**Assignment:**
When you reach the line containing "like [207, 228].", repeat that line and each one after it exactly until the records end, leaving out pictures.

**Data records:**
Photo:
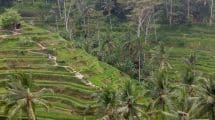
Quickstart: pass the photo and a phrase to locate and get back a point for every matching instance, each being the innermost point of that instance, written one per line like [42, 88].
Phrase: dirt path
[53, 58]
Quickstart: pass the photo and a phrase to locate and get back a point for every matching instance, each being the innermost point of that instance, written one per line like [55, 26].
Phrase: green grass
[72, 96]
[182, 40]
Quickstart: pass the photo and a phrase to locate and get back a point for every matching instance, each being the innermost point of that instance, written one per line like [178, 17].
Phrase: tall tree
[20, 98]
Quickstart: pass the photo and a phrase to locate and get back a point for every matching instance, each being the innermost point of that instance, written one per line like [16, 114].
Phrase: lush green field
[184, 40]
[29, 51]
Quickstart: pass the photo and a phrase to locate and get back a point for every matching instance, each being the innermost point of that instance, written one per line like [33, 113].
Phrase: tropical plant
[107, 100]
[189, 73]
[20, 99]
[10, 19]
[205, 101]
[129, 108]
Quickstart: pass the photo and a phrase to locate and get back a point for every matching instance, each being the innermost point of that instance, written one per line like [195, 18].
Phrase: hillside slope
[55, 63]
[184, 40]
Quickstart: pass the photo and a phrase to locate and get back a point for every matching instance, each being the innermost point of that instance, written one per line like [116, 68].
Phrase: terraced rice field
[184, 40]
[55, 63]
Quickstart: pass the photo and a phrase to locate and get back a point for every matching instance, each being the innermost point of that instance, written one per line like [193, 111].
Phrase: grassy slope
[182, 40]
[72, 96]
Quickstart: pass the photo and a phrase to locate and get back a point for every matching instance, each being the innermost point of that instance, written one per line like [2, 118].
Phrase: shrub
[10, 19]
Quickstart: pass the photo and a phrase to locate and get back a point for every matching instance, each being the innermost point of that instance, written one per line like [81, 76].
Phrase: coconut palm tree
[206, 99]
[159, 88]
[129, 108]
[183, 108]
[189, 75]
[107, 100]
[21, 99]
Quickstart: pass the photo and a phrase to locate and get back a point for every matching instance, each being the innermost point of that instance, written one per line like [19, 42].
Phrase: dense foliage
[10, 19]
[157, 42]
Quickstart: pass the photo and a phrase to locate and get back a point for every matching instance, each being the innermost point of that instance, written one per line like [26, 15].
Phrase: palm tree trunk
[211, 17]
[213, 113]
[30, 111]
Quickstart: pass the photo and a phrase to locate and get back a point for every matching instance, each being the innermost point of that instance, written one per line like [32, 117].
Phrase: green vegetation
[10, 19]
[163, 49]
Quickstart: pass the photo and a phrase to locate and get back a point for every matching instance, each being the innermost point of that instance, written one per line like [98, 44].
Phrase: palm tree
[107, 100]
[189, 75]
[160, 91]
[129, 108]
[183, 108]
[20, 98]
[206, 99]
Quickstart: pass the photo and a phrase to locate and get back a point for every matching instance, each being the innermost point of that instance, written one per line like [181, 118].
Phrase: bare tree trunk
[166, 7]
[211, 17]
[67, 14]
[59, 8]
[188, 9]
[170, 17]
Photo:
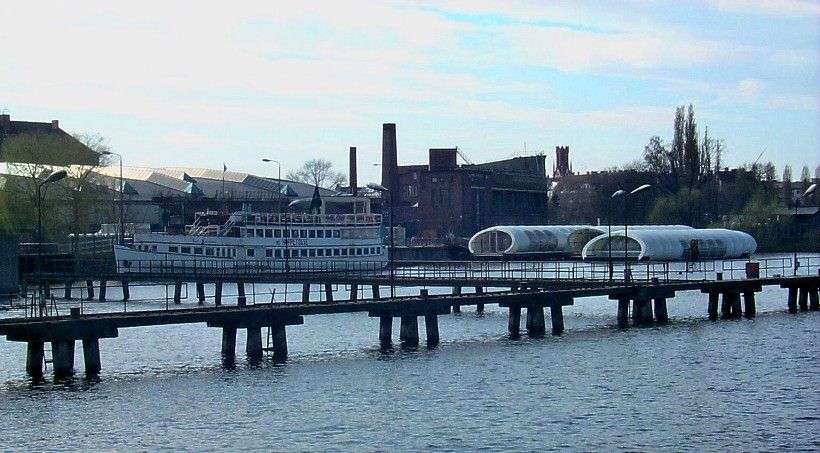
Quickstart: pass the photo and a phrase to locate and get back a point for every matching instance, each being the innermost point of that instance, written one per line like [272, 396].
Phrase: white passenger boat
[261, 242]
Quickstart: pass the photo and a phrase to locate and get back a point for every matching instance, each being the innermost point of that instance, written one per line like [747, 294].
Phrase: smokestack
[353, 176]
[389, 160]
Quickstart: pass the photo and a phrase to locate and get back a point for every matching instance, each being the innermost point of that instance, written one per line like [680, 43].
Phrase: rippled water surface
[736, 385]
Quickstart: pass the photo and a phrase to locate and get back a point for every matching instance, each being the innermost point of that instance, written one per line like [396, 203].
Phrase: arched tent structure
[672, 244]
[532, 239]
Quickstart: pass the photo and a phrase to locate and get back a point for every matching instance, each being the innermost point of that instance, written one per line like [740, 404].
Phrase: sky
[200, 84]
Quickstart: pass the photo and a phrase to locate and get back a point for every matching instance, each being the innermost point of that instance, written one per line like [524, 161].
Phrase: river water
[692, 385]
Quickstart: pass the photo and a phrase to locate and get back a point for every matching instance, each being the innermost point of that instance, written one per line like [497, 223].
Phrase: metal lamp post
[807, 193]
[121, 235]
[53, 177]
[627, 275]
[616, 194]
[382, 189]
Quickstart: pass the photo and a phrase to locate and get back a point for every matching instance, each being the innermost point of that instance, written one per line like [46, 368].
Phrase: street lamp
[121, 235]
[807, 193]
[627, 276]
[53, 177]
[382, 189]
[616, 194]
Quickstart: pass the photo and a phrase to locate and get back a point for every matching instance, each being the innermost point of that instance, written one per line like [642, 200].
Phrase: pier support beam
[514, 324]
[229, 342]
[241, 300]
[62, 352]
[253, 346]
[385, 331]
[218, 294]
[126, 291]
[661, 312]
[792, 300]
[535, 321]
[749, 302]
[200, 293]
[431, 326]
[177, 292]
[91, 356]
[557, 318]
[409, 330]
[35, 354]
[623, 312]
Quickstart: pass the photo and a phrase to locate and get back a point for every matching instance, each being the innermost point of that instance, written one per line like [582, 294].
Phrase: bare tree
[318, 172]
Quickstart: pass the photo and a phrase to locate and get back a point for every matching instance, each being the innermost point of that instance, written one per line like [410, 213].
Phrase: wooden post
[557, 317]
[91, 356]
[514, 324]
[218, 294]
[792, 300]
[535, 321]
[280, 342]
[804, 298]
[623, 312]
[126, 291]
[177, 292]
[409, 330]
[229, 342]
[200, 292]
[431, 326]
[62, 352]
[714, 298]
[749, 301]
[253, 347]
[385, 331]
[241, 299]
[103, 284]
[35, 354]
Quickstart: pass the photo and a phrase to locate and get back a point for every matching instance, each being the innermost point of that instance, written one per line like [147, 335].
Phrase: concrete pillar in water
[557, 317]
[241, 300]
[661, 312]
[385, 331]
[804, 298]
[535, 321]
[177, 292]
[749, 300]
[280, 342]
[126, 291]
[91, 356]
[623, 312]
[200, 293]
[431, 326]
[89, 288]
[229, 342]
[409, 330]
[62, 353]
[218, 294]
[35, 353]
[253, 347]
[714, 298]
[514, 324]
[792, 301]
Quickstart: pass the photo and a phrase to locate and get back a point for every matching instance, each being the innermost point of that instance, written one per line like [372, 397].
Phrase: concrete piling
[409, 331]
[91, 356]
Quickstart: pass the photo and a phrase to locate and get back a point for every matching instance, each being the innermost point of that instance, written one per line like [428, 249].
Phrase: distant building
[75, 153]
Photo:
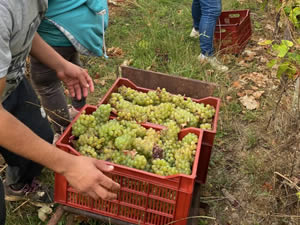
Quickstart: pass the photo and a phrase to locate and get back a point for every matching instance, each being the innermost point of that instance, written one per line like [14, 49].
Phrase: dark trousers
[2, 204]
[25, 106]
[51, 91]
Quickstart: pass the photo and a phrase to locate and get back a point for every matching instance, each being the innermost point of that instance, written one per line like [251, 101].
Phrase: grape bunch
[128, 143]
[160, 107]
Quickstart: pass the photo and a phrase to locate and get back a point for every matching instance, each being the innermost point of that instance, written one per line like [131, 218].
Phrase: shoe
[73, 112]
[213, 61]
[34, 192]
[194, 33]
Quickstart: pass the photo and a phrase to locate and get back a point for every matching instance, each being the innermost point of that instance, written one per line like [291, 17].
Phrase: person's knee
[216, 10]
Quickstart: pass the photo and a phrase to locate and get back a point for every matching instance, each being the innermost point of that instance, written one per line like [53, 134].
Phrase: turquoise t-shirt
[77, 23]
[52, 35]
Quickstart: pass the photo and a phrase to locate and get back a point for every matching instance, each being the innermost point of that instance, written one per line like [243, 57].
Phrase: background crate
[233, 31]
[208, 135]
[144, 198]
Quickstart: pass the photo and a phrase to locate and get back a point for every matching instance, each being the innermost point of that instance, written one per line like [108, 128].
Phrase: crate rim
[235, 11]
[195, 164]
[217, 108]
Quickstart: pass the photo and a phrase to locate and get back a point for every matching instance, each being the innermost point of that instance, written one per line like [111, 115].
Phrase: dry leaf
[249, 92]
[258, 94]
[243, 63]
[67, 93]
[263, 59]
[270, 27]
[254, 87]
[237, 85]
[240, 94]
[99, 81]
[250, 55]
[43, 213]
[97, 75]
[126, 62]
[228, 98]
[249, 102]
[114, 51]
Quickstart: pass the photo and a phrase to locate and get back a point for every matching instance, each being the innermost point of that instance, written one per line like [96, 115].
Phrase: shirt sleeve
[5, 34]
[96, 5]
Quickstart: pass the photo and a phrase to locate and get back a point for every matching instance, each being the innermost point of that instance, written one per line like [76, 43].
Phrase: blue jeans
[205, 14]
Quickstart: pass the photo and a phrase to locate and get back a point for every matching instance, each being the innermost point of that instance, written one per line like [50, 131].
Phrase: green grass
[155, 36]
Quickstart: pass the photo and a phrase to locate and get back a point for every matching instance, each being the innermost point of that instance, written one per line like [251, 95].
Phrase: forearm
[17, 138]
[43, 52]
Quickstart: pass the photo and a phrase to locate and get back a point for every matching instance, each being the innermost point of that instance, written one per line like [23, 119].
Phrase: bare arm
[83, 173]
[75, 78]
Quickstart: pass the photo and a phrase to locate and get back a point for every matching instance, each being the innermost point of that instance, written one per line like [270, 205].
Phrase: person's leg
[210, 12]
[196, 14]
[2, 204]
[77, 104]
[25, 106]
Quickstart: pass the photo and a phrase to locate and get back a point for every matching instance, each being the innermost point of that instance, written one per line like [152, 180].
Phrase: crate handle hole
[220, 30]
[234, 15]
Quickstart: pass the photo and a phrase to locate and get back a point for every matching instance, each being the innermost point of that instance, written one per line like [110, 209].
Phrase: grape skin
[130, 144]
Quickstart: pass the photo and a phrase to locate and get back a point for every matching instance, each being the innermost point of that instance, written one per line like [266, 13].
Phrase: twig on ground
[273, 215]
[230, 198]
[21, 205]
[3, 168]
[291, 183]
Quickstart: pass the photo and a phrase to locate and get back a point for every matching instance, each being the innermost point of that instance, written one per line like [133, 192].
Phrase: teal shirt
[75, 22]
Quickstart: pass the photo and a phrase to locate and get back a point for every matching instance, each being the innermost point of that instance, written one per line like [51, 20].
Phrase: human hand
[85, 175]
[76, 79]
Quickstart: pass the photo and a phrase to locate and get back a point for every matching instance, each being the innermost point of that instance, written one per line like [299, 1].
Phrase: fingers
[105, 181]
[89, 80]
[83, 79]
[77, 89]
[104, 194]
[71, 91]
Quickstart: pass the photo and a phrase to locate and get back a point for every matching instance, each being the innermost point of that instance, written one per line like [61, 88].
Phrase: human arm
[75, 78]
[83, 173]
[95, 5]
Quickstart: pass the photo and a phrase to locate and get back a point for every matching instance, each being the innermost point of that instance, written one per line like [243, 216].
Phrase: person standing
[71, 27]
[205, 15]
[25, 134]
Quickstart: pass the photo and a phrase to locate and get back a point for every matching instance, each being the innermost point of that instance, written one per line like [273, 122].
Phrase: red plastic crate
[208, 135]
[233, 31]
[144, 198]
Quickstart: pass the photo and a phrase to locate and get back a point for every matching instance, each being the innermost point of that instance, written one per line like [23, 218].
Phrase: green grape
[124, 142]
[102, 113]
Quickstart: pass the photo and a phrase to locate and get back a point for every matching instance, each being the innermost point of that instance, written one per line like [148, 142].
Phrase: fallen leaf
[243, 63]
[263, 59]
[114, 51]
[228, 98]
[97, 75]
[249, 92]
[99, 81]
[237, 85]
[254, 87]
[67, 93]
[250, 55]
[43, 213]
[240, 94]
[270, 27]
[249, 102]
[126, 62]
[258, 94]
[267, 186]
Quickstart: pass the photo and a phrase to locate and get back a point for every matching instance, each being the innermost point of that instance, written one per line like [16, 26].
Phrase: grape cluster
[128, 143]
[159, 107]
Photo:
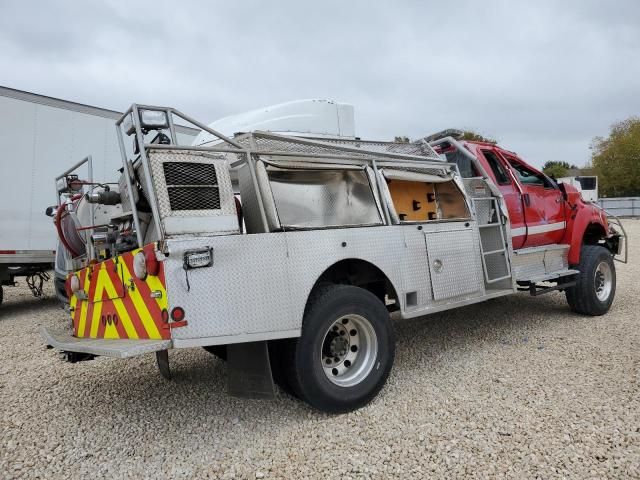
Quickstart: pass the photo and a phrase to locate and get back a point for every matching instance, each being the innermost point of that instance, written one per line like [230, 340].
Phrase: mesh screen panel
[188, 173]
[191, 186]
[194, 198]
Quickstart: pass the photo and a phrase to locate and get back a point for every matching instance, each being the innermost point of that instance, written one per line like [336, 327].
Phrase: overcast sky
[543, 77]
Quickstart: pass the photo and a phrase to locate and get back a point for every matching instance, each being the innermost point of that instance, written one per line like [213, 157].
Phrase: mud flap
[249, 373]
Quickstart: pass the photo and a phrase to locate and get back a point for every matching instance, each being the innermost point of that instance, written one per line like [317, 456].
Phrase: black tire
[590, 296]
[328, 308]
[219, 351]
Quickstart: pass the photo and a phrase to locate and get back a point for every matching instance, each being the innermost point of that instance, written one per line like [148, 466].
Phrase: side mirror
[563, 190]
[51, 211]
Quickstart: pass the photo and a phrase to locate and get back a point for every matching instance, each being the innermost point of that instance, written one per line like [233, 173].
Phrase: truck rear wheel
[345, 352]
[595, 286]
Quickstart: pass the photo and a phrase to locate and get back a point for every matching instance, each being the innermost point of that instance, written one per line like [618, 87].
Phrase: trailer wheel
[595, 285]
[345, 352]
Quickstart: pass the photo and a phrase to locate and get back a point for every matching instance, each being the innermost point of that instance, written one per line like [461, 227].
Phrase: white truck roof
[314, 117]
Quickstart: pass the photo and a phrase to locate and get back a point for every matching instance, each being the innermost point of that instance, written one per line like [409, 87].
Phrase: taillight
[145, 263]
[140, 266]
[74, 283]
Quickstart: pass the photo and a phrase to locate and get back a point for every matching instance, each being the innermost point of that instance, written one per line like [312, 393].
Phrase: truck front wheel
[345, 352]
[595, 285]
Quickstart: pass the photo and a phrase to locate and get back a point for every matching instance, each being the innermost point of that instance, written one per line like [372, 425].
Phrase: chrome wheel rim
[349, 350]
[603, 281]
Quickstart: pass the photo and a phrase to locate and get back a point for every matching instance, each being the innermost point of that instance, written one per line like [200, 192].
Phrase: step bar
[115, 348]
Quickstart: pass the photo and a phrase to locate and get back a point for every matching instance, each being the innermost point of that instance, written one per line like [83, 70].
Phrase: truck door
[511, 193]
[542, 204]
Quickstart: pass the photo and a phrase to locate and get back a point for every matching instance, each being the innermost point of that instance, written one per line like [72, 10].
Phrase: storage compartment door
[453, 263]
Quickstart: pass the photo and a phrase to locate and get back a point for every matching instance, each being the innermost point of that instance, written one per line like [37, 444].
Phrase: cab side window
[496, 167]
[528, 176]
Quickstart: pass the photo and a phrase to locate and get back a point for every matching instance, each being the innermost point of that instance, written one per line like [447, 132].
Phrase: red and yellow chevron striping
[117, 304]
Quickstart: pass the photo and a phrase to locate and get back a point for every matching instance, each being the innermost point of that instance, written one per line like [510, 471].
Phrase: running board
[539, 262]
[536, 290]
[116, 348]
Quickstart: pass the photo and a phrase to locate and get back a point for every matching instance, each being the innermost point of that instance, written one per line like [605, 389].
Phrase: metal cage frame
[248, 149]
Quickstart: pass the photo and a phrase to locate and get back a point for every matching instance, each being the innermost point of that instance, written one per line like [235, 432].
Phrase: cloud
[542, 77]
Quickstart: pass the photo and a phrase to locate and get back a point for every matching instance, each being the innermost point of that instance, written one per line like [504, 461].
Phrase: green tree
[616, 159]
[557, 169]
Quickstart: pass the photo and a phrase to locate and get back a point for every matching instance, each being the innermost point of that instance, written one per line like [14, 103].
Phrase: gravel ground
[514, 387]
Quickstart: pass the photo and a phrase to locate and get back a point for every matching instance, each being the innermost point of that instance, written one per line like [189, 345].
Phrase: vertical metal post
[172, 128]
[125, 172]
[383, 204]
[254, 181]
[147, 172]
[92, 206]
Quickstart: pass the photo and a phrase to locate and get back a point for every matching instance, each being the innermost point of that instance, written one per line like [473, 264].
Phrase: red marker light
[153, 265]
[177, 314]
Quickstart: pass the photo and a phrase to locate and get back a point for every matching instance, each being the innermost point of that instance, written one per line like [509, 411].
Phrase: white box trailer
[40, 137]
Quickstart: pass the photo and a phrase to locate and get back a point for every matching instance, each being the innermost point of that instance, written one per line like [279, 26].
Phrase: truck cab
[535, 203]
[542, 212]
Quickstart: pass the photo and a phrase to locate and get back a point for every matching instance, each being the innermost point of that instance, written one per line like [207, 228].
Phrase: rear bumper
[117, 348]
[24, 257]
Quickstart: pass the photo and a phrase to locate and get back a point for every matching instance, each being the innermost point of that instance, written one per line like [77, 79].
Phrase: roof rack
[449, 132]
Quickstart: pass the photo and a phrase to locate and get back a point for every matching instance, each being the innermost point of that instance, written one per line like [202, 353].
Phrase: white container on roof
[312, 118]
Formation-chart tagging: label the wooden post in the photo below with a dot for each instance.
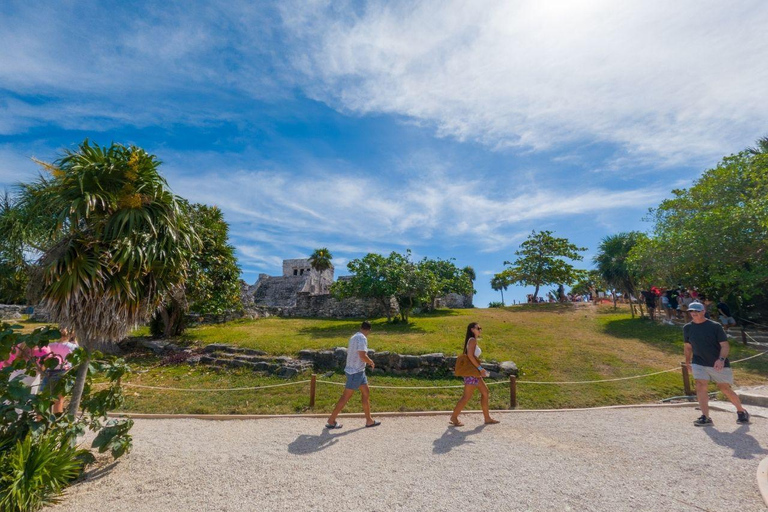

**Result:**
Quickstart: pass the photo and a phrase to locate and get back a point for every matching instance, each being the innermost point of that instance, written one per line like [207, 228].
Phrase: rear bumper
[117, 348]
[24, 257]
Quickstart: pass the photo and a phrase to locate and get back a point for every matching instance, each being the innermost point of that instance, written one per line like [77, 79].
Phrase: roof rack
[449, 132]
Quickstart: pass the photo and a phrase to locate and get back a point for every matching instance, each being the innermost point of that instance, written one per line like [202, 353].
Phrase: white container on roof
[312, 118]
Formation-chart tagging: label the wooden post in the photo below with a dot for each instance.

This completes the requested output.